OPDRACHT A —
Vertaal de volgende zin uit het fragment over de Steenbergse Vliet in het Engels: "Mevr. ONLAND-VAN HAAREN vraagt hoe het staat met de aanleg van een nieuwe brug over de Steenbergse Vliet."
OPDRACHT B —
Zet het fragment over de Steenbergse Vliet voort, aansluitend op de laatste zin ervan.

FRAGMENT —
==========

I
- 14 -
21 A UITBREIDING TOERISME EN OPENLUCHTREKREATIE AAN DE VLIET
1. DEELNEMING IN "STICHTING VAARROUTEPLAN BINNENWATEREN WEST-BRABANT"
2. UITVOERING AANLEGPLAATSENPLAN, IE FASE (BENEDENSAS)
Ook gediscussieerd over
Mevr. ONLAND-VAN HAAREN vraagt hoe het staat met de aanleg van een nieuwe brug over de
Steenbergse Vliet.
De VOORZITTER antwoordt, dat de plannen technisch zijn uitgewerkt en de provincie dit jaar nog
met de aanleg wil beginnen. Er wordt thans onderhandeld met de eigenaren van benodigde grond,
waarbij er met één problemen zijn i.v.m. een op- en afrit. Doordat de twee dijken doorgraven
mogen worden betekent de aanleg van de brug ook een verbetering van de verkeersveiligheid. Alleen
in de eindfase zal de weg en dan voor maar enkele dagen afgesloten moeten worden.
De heer VAN REIJEN blijft er wat moeite mee houden, dat er aanzienlijke bedragen aan de
watersport worden besteed ,maar voor de fieters een overgang op het Heense Sas te duur blijkt te
zijn. Omdat de portemonnaie van de meeste mensen wel een fiets maar geen boot toestaat, stoort
hem dat enorm.
Zijn fractie pleit er voor om toch een uiterste krachtinspanning te doen om de recreatie
voor de minder bedeelden zoveel als mogelijk te optimaliseren.
Hij doet dan ook een beroep op het college om nog eens te bezien of fieters over de Vliet kunnen,
toch minstens met een voetveertje.

==========

GEGEVENSREGELS —
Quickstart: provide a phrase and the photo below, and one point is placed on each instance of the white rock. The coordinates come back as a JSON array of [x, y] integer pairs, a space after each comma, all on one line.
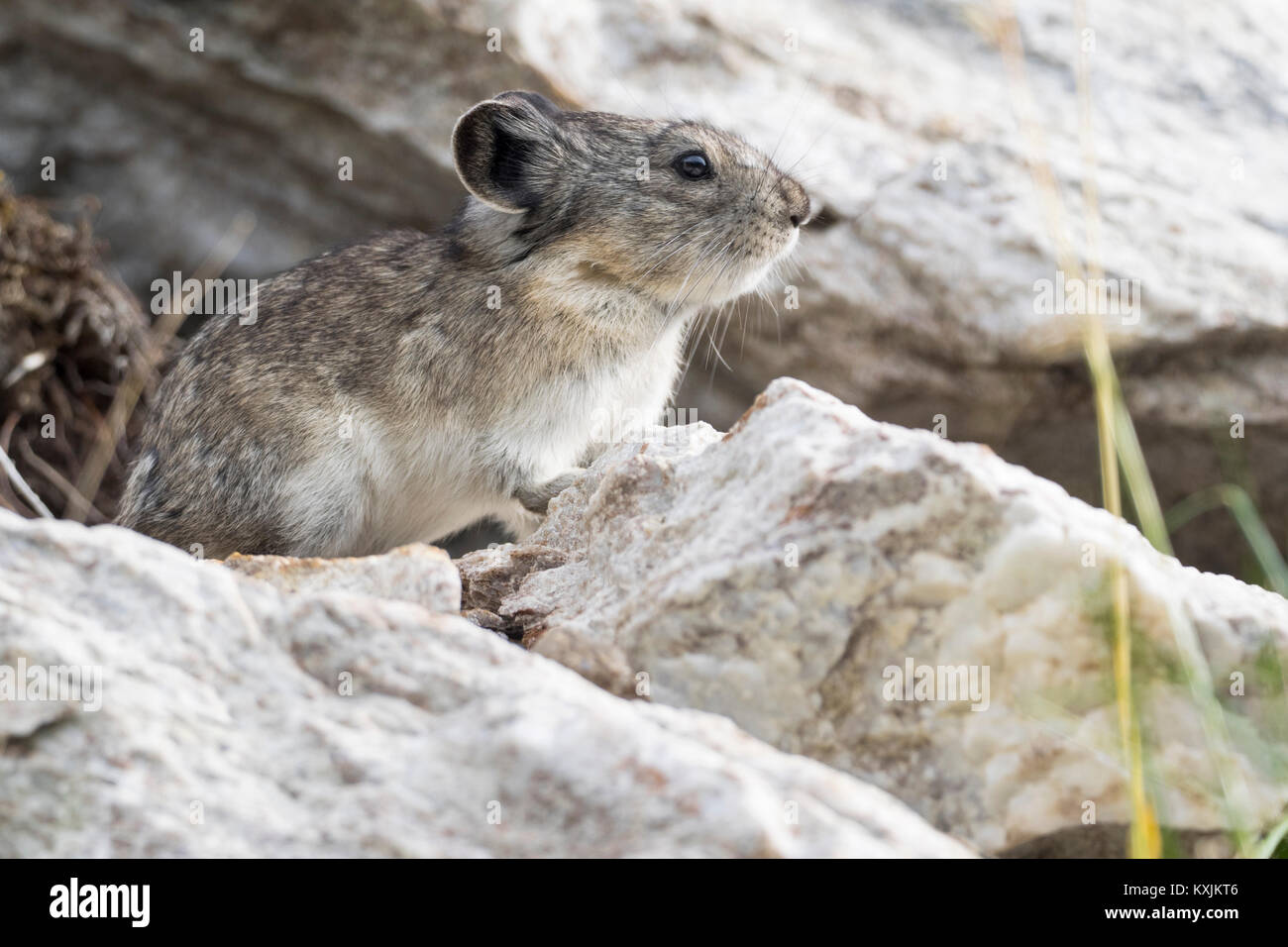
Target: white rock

==========

ANTWOORD A —
Mrs. ONLAND-VAN HAAREN asks what the status is of the construction of a new bridge over the Steenbergse Vliet.

ANTWOORD B —
De VOORZITTER acht de laatste mogelijkheid reëel als een ondernemer de kans krijgt om op het
eilandje recreatieve activitieten te ontwikkelen. Dat is echter Dinteloord's gebied en die denken
er wat anders over. Hij is toch voornemens nog eens met het hoogheemraadschap aan tafel te gaan
zitten. De verhoudingen tussen dit schap en de gemeente zijn bijzonder goed, zoals de nieuwe brug
aan het Bovensas, de voorzieningen aan het Benedensas en het gemaal aan de Oost-Havendijk wel
aantonen. Hij hoopt toch dat het zal lukken aan het Benedensas een waterovergang te krijgen, want
die kan daar eigenlijk niet gemist worden.
De heer VAN REUEN waardeert het streven van de voorzitter en wacht met belangstelling het
resultaat af.
De heer REUNDERS zou graag zien, dat Steenbergen nog eens contact met Dinteloord opneemt,
ook al is dat tot nu toe niet succesvol geweest. Hij denkt dan óók aan verharding van het
stuk weg tussen de beide fietsroutes Notendaal en Prinsenland. Dat geldt ook voor het Bovensas.
De VOORZITTER zegt toe initiatief te nemen om met Dinteloord de recreatieproblematiek aan
het Benedensas en Bovensas te gaan bespreken.
De heer HEUMANS wil de voorzitter een hart onder de riem steken, want de gehele raad staat
achter de noodzaak de fietsverbinding aan het Heense Sas in stand te houden.
De VOORZITTER wijst er wel op, dat er zeker een kostenplaatje aan hangt en subsidiëring
in de kosten is niet direct te verwachten.
De heer REUNDERS hoopt, dat eventuele realisering niet ten koste zal gaan van hengelsport
voorzieningen aan het Bovensas en de Kruisbeek.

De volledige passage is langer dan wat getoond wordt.